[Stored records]
*** Begin section ***
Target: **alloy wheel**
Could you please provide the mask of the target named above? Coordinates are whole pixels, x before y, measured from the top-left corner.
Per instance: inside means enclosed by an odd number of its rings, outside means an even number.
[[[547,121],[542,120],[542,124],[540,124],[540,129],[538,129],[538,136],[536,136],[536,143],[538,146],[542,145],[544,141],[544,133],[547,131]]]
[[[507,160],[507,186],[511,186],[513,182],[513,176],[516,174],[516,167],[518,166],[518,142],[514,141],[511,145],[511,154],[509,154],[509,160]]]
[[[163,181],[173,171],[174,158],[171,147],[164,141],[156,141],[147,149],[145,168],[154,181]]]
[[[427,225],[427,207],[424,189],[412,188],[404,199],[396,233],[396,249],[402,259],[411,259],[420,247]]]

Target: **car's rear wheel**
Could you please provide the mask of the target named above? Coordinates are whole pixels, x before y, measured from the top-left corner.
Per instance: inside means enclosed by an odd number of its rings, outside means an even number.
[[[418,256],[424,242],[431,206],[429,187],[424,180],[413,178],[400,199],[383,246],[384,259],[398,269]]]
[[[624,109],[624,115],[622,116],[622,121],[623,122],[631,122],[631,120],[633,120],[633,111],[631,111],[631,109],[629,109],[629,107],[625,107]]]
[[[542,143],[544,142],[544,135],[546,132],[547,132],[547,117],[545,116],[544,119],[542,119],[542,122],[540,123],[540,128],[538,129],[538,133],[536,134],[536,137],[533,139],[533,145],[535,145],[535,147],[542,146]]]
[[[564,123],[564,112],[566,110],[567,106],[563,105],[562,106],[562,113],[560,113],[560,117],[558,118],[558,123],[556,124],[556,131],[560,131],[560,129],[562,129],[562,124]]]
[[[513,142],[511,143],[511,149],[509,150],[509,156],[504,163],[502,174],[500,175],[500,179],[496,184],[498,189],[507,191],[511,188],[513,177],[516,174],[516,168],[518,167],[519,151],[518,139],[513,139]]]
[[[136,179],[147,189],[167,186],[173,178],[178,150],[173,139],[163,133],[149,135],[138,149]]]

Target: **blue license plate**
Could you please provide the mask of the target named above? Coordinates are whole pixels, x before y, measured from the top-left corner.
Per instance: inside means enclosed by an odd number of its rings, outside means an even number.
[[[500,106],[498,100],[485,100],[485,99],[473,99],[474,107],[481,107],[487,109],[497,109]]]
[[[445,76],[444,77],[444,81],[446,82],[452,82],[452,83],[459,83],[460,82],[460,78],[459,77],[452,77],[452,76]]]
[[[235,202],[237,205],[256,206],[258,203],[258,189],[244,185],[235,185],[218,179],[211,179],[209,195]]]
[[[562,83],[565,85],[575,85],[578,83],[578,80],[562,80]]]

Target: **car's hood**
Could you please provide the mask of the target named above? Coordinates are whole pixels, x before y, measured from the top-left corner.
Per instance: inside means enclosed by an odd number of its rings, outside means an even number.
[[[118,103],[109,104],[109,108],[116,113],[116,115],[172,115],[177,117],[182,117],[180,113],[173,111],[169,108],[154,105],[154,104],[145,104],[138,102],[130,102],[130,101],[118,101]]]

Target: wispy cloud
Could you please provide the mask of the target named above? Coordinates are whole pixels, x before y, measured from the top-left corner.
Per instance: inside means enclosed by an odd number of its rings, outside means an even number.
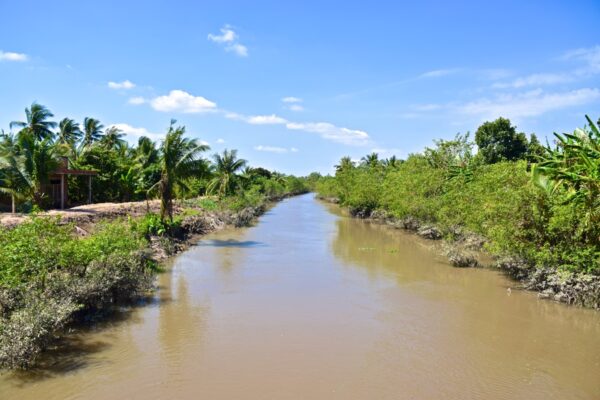
[[[297,153],[298,152],[298,149],[295,147],[287,148],[287,147],[263,146],[263,145],[254,146],[254,150],[264,151],[264,152],[268,152],[268,153],[278,153],[278,154]]]
[[[220,29],[220,35],[208,34],[208,40],[224,46],[225,51],[233,52],[240,57],[248,56],[248,48],[239,42],[239,36],[229,25]]]
[[[512,82],[497,82],[492,85],[496,89],[504,88],[522,88],[526,86],[548,86],[556,85],[559,83],[572,82],[573,77],[568,74],[552,74],[552,73],[540,73],[531,74],[524,77],[517,78]]]
[[[225,139],[218,138],[217,141],[216,141],[216,143],[217,144],[223,144],[223,143],[225,143]]]
[[[145,102],[146,99],[140,96],[131,97],[129,98],[129,100],[127,100],[127,103],[133,104],[134,106],[139,106],[140,104],[144,104]]]
[[[287,120],[285,118],[279,117],[275,114],[242,115],[234,112],[228,112],[225,114],[225,118],[232,119],[235,121],[244,121],[251,125],[280,125],[287,123]]]
[[[23,62],[29,60],[29,56],[24,53],[14,53],[11,51],[0,50],[0,61]]]
[[[142,136],[146,136],[152,140],[159,140],[159,139],[162,139],[165,137],[164,134],[152,133],[152,132],[149,132],[146,128],[136,128],[129,124],[120,123],[120,124],[113,124],[111,126],[114,126],[115,128],[119,129],[121,132],[126,134],[128,136],[128,139],[137,140]]]
[[[482,98],[456,108],[459,112],[484,118],[535,117],[550,111],[588,104],[600,99],[600,90],[583,88],[567,92],[546,93],[541,89],[519,94],[500,94]]]
[[[563,60],[575,60],[584,64],[576,72],[579,74],[600,73],[600,46],[568,51],[561,57]]]
[[[439,78],[442,76],[456,74],[462,71],[460,68],[451,68],[451,69],[435,69],[432,71],[427,71],[419,75],[419,78]]]
[[[351,146],[365,146],[369,143],[367,132],[338,127],[329,122],[288,122],[286,128],[294,131],[316,133],[324,139]]]
[[[111,89],[121,89],[128,90],[133,89],[135,87],[135,83],[130,80],[124,80],[123,82],[108,82],[108,87]]]
[[[193,96],[183,90],[171,90],[168,95],[150,101],[156,111],[197,114],[216,111],[217,104],[202,96]]]
[[[302,99],[299,97],[288,96],[281,99],[284,103],[302,103]]]
[[[281,101],[285,104],[284,108],[290,111],[304,111],[304,107],[300,105],[302,103],[302,99],[299,97],[284,97]]]
[[[385,148],[385,147],[376,147],[371,149],[371,151],[373,153],[377,153],[380,156],[398,156],[399,154],[402,154],[402,150],[396,148],[396,147],[391,147],[391,148]]]
[[[497,82],[494,89],[540,87],[575,82],[591,75],[600,74],[600,46],[571,50],[559,57],[560,61],[572,61],[576,65],[563,72],[539,72],[518,77],[510,82]]]

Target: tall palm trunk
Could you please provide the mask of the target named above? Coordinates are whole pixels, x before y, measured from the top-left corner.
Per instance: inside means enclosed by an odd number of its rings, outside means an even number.
[[[11,194],[10,198],[11,198],[11,202],[12,202],[12,213],[16,214],[17,213],[17,202],[15,199],[15,194],[14,193]]]

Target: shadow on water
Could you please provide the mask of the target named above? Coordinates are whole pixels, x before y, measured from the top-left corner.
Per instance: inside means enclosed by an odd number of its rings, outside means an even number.
[[[198,246],[200,246],[200,247],[241,247],[241,248],[245,248],[245,247],[267,247],[267,245],[265,243],[257,242],[257,241],[254,241],[254,240],[239,241],[239,240],[234,240],[234,239],[228,239],[228,240],[205,240],[205,241],[202,241],[202,242],[198,243]]]

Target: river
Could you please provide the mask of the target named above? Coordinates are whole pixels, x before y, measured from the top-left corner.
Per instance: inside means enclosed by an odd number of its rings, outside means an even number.
[[[600,313],[312,195],[203,238],[1,399],[600,399]]]

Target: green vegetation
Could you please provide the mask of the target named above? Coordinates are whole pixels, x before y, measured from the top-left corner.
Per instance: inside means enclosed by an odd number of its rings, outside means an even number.
[[[49,176],[64,157],[70,169],[97,172],[92,202],[160,198],[163,219],[172,219],[175,198],[237,196],[254,186],[266,196],[306,190],[299,178],[248,167],[236,150],[215,154],[211,163],[201,157],[209,147],[186,138],[185,127],[175,121],[160,143],[141,137],[131,146],[118,126],[105,129],[95,118],[85,118],[81,126],[70,118],[57,124],[54,114],[37,103],[25,109],[25,116],[10,124],[14,132],[0,134],[0,205],[11,204],[13,212],[53,206]],[[87,177],[69,176],[67,190],[71,205],[86,203]]]
[[[0,135],[0,203],[9,200],[13,213],[51,205],[46,188],[62,157],[70,168],[98,172],[94,201],[159,198],[161,208],[96,223],[91,233],[35,213],[14,228],[0,225],[0,367],[30,366],[69,322],[138,297],[151,287],[155,259],[178,239],[215,220],[247,224],[266,201],[308,188],[304,178],[248,167],[236,150],[210,163],[201,157],[209,147],[186,138],[175,121],[158,146],[142,137],[131,147],[117,127],[104,130],[94,118],[83,128],[69,118],[56,124],[36,103],[25,114],[11,124],[16,133]],[[85,182],[68,183],[69,198],[87,199]]]
[[[500,118],[477,130],[476,143],[457,135],[403,162],[344,157],[315,187],[359,216],[414,218],[449,239],[482,235],[496,256],[600,274],[600,132],[588,124],[543,147]]]

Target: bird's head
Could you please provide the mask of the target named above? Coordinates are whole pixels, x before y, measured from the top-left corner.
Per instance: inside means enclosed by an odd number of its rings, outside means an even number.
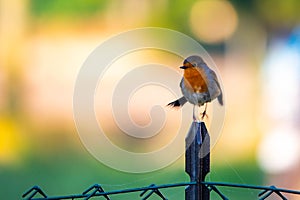
[[[200,56],[190,56],[183,61],[183,66],[181,69],[188,69],[192,67],[200,67],[202,64],[205,64],[203,59]]]

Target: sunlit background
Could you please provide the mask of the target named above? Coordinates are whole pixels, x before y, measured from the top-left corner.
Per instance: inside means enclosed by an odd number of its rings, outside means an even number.
[[[184,158],[148,174],[106,167],[73,122],[73,88],[87,56],[112,35],[147,26],[196,39],[218,66],[226,119],[208,180],[299,190],[299,7],[297,0],[0,0],[0,199],[20,199],[33,185],[62,195],[94,183],[112,190],[188,180]],[[179,59],[162,62],[181,73]],[[133,117],[145,124],[138,100]],[[183,199],[183,189],[171,191],[170,199]]]

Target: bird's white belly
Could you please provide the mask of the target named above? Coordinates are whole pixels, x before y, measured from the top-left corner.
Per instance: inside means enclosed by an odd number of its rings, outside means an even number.
[[[181,83],[181,92],[183,96],[194,105],[202,106],[206,102],[210,102],[210,95],[208,92],[191,92],[186,87],[184,87],[184,82]]]

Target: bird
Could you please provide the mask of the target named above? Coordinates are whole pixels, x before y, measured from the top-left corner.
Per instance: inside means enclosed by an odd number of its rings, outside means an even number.
[[[220,87],[216,73],[210,69],[204,60],[198,55],[187,57],[180,67],[184,70],[180,81],[180,88],[183,96],[169,104],[170,107],[182,107],[186,102],[193,104],[193,120],[197,121],[195,116],[195,107],[205,105],[201,119],[206,115],[207,103],[217,99],[223,106],[223,92]]]

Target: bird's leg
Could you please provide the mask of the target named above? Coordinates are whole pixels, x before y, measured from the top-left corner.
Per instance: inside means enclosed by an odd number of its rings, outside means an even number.
[[[207,115],[206,115],[206,109],[207,109],[207,103],[205,104],[205,108],[204,108],[203,113],[201,113],[201,114],[202,114],[202,116],[201,116],[201,119],[202,119],[202,120],[204,119],[205,116],[207,116]]]
[[[194,120],[194,122],[197,121],[197,117],[195,115],[195,107],[196,107],[196,105],[193,106],[193,120]]]
[[[198,105],[194,105],[193,106],[193,120],[194,122],[200,122],[200,118],[199,118],[199,107]]]

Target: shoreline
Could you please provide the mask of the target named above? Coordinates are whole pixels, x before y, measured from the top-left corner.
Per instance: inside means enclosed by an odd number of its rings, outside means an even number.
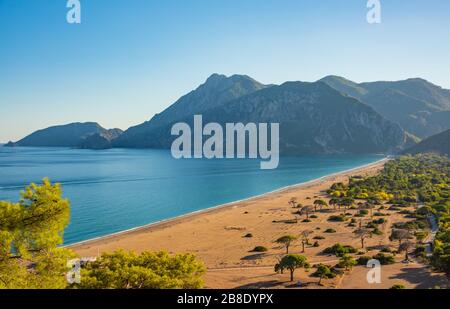
[[[229,203],[225,203],[225,204],[220,204],[217,206],[212,206],[209,208],[205,208],[205,209],[201,209],[201,210],[197,210],[197,211],[193,211],[190,213],[186,213],[186,214],[182,214],[179,216],[175,216],[175,217],[171,217],[171,218],[167,218],[164,220],[159,220],[153,223],[149,223],[149,224],[145,224],[145,225],[141,225],[141,226],[137,226],[134,228],[130,228],[127,230],[123,230],[123,231],[119,231],[119,232],[115,232],[115,233],[111,233],[111,234],[107,234],[104,236],[99,236],[99,237],[94,237],[94,238],[90,238],[87,240],[82,240],[76,243],[72,243],[72,244],[67,244],[64,246],[61,246],[62,248],[73,248],[73,247],[81,247],[81,246],[85,246],[85,245],[93,245],[97,242],[103,242],[103,241],[108,241],[108,240],[114,240],[115,238],[120,238],[120,237],[124,237],[124,236],[129,236],[135,233],[139,233],[139,232],[151,232],[151,231],[156,231],[158,229],[164,229],[167,226],[170,225],[174,225],[174,224],[179,224],[182,223],[186,220],[189,219],[194,219],[196,217],[201,217],[204,216],[206,214],[212,214],[215,212],[220,212],[226,209],[231,209],[231,208],[235,208],[238,206],[238,204],[240,203],[245,203],[245,202],[252,202],[252,201],[257,201],[258,199],[264,199],[267,196],[270,195],[275,195],[277,193],[287,193],[290,190],[296,190],[296,189],[301,189],[301,188],[308,188],[308,186],[313,186],[315,184],[318,184],[320,182],[324,182],[329,180],[330,178],[333,177],[337,177],[337,176],[343,176],[345,174],[348,173],[353,173],[353,172],[358,172],[361,171],[363,172],[365,169],[371,168],[371,167],[375,167],[378,166],[380,164],[384,164],[387,161],[391,160],[390,156],[384,157],[383,159],[365,164],[365,165],[361,165],[361,166],[357,166],[351,169],[347,169],[344,171],[340,171],[340,172],[336,172],[336,173],[332,173],[332,174],[328,174],[319,178],[315,178],[309,181],[305,181],[305,182],[301,182],[301,183],[297,183],[297,184],[293,184],[293,185],[289,185],[289,186],[285,186],[285,187],[281,187],[279,189],[275,189],[273,191],[269,191],[269,192],[265,192],[262,194],[258,194],[258,195],[254,195],[248,198],[244,198],[244,199],[240,199],[240,200],[236,200],[233,202],[229,202]]]

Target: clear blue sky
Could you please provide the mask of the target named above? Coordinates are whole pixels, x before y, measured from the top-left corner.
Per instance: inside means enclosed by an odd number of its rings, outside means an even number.
[[[450,1],[0,0],[0,142],[97,121],[126,129],[210,74],[263,83],[422,77],[450,88]]]

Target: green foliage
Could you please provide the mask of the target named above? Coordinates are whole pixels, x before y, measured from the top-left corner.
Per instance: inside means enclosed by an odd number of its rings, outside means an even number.
[[[346,216],[343,216],[343,215],[330,216],[328,218],[328,221],[330,221],[330,222],[345,222],[347,220],[348,220],[348,218]]]
[[[384,253],[374,255],[373,259],[378,260],[381,265],[390,265],[395,263],[395,259],[392,255],[385,255]]]
[[[345,268],[345,270],[350,270],[353,266],[355,266],[357,262],[353,257],[348,254],[344,254],[340,260],[338,266],[340,268]]]
[[[285,236],[281,236],[280,238],[278,238],[277,240],[275,240],[275,242],[277,244],[282,244],[286,247],[286,254],[289,253],[289,247],[291,246],[292,242],[294,242],[298,237],[293,236],[293,235],[285,235]]]
[[[248,234],[245,234],[244,235],[244,238],[252,238],[253,237],[253,234],[252,233],[248,233]]]
[[[370,256],[360,256],[357,260],[356,263],[357,265],[363,265],[366,266],[367,263],[371,260],[372,258]]]
[[[57,248],[69,222],[61,186],[44,179],[21,193],[18,203],[0,201],[0,288],[65,288],[67,262]]]
[[[268,249],[264,246],[256,246],[252,251],[253,252],[267,252]]]
[[[331,268],[324,264],[319,264],[317,266],[317,270],[311,275],[313,277],[320,278],[319,284],[323,278],[333,279],[336,277],[336,274],[331,270]]]
[[[335,229],[326,229],[324,231],[324,233],[333,234],[333,233],[336,233],[336,230]]]
[[[280,263],[275,265],[275,271],[283,271],[288,269],[291,274],[291,281],[294,281],[294,272],[297,268],[309,268],[308,259],[299,254],[287,254],[281,260]]]
[[[344,256],[349,253],[356,253],[357,250],[353,248],[352,246],[344,246],[343,244],[337,243],[331,247],[326,248],[323,250],[323,253],[325,254],[334,254],[336,256]]]
[[[104,253],[81,270],[84,289],[198,289],[205,266],[193,254],[117,251]]]

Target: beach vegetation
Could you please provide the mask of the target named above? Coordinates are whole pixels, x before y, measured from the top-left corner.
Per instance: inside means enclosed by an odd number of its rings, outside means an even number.
[[[282,272],[285,269],[289,270],[290,280],[293,282],[296,269],[309,267],[310,264],[305,256],[299,254],[287,254],[275,265],[275,272]]]
[[[190,253],[165,251],[141,254],[126,251],[103,253],[81,269],[83,289],[198,289],[206,268]]]
[[[292,243],[297,240],[297,236],[294,235],[284,235],[275,240],[277,244],[281,244],[286,248],[286,254],[289,254],[289,247],[292,245]]]

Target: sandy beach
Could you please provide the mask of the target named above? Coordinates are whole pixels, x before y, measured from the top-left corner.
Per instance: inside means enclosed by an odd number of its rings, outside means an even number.
[[[285,188],[256,198],[239,201],[202,212],[174,218],[164,222],[140,227],[134,230],[85,241],[70,248],[80,256],[98,256],[102,252],[117,249],[134,250],[167,250],[171,253],[195,253],[207,267],[205,286],[207,288],[283,288],[289,285],[288,276],[276,274],[273,266],[284,253],[284,248],[274,240],[286,234],[299,235],[304,230],[314,231],[311,237],[321,235],[319,247],[308,247],[305,253],[312,263],[335,265],[335,256],[323,255],[321,251],[337,242],[359,248],[359,239],[344,223],[328,222],[327,218],[333,210],[316,213],[317,218],[310,223],[289,223],[295,219],[294,209],[288,204],[292,197],[303,205],[311,205],[316,198],[326,199],[324,191],[334,182],[347,182],[349,176],[369,176],[378,173],[386,160],[374,164],[330,175],[312,182]],[[303,218],[302,218],[303,219]],[[367,240],[370,250],[376,250],[382,244],[389,243],[388,233],[392,222],[407,220],[398,213],[388,217],[383,225],[382,236]],[[324,231],[333,228],[336,233],[326,234]],[[244,237],[251,233],[253,237]],[[265,253],[251,252],[255,246],[265,246]],[[301,246],[295,243],[292,253],[300,253]],[[376,253],[374,251],[374,253]],[[420,283],[414,278],[420,274]],[[315,285],[315,278],[299,271],[298,280]],[[364,268],[354,271],[338,279],[329,280],[325,287],[333,288],[386,288],[401,283],[407,287],[433,287],[445,280],[441,275],[432,274],[422,264],[396,263],[389,267],[384,282],[378,286],[368,286]],[[418,286],[420,284],[420,286]],[[308,286],[308,284],[306,285]]]

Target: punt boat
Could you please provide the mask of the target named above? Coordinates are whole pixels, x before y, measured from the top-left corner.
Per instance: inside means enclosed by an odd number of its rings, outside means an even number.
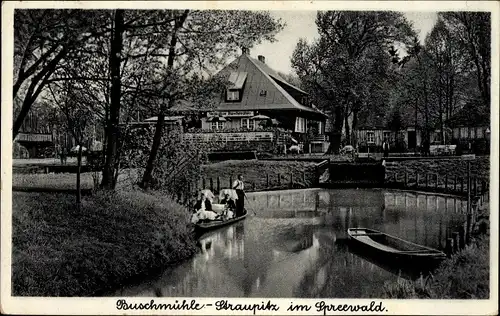
[[[236,222],[239,222],[243,219],[245,219],[248,215],[248,211],[245,209],[243,214],[238,217],[234,217],[228,220],[213,220],[213,221],[206,221],[206,222],[200,222],[195,224],[195,231],[197,232],[206,232],[209,230],[214,230],[223,226],[227,226]]]
[[[368,228],[347,229],[349,240],[366,251],[383,255],[383,259],[414,264],[435,264],[446,258],[437,249],[418,245],[407,240]]]

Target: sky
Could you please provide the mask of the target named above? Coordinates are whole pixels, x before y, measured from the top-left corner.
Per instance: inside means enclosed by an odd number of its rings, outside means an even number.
*** End section ***
* **Prompt**
The word to look for is "beach"; copy out every line of the entries that holds it.

* **Solution for this task**
Target: beach vegetation
Target: sandy beach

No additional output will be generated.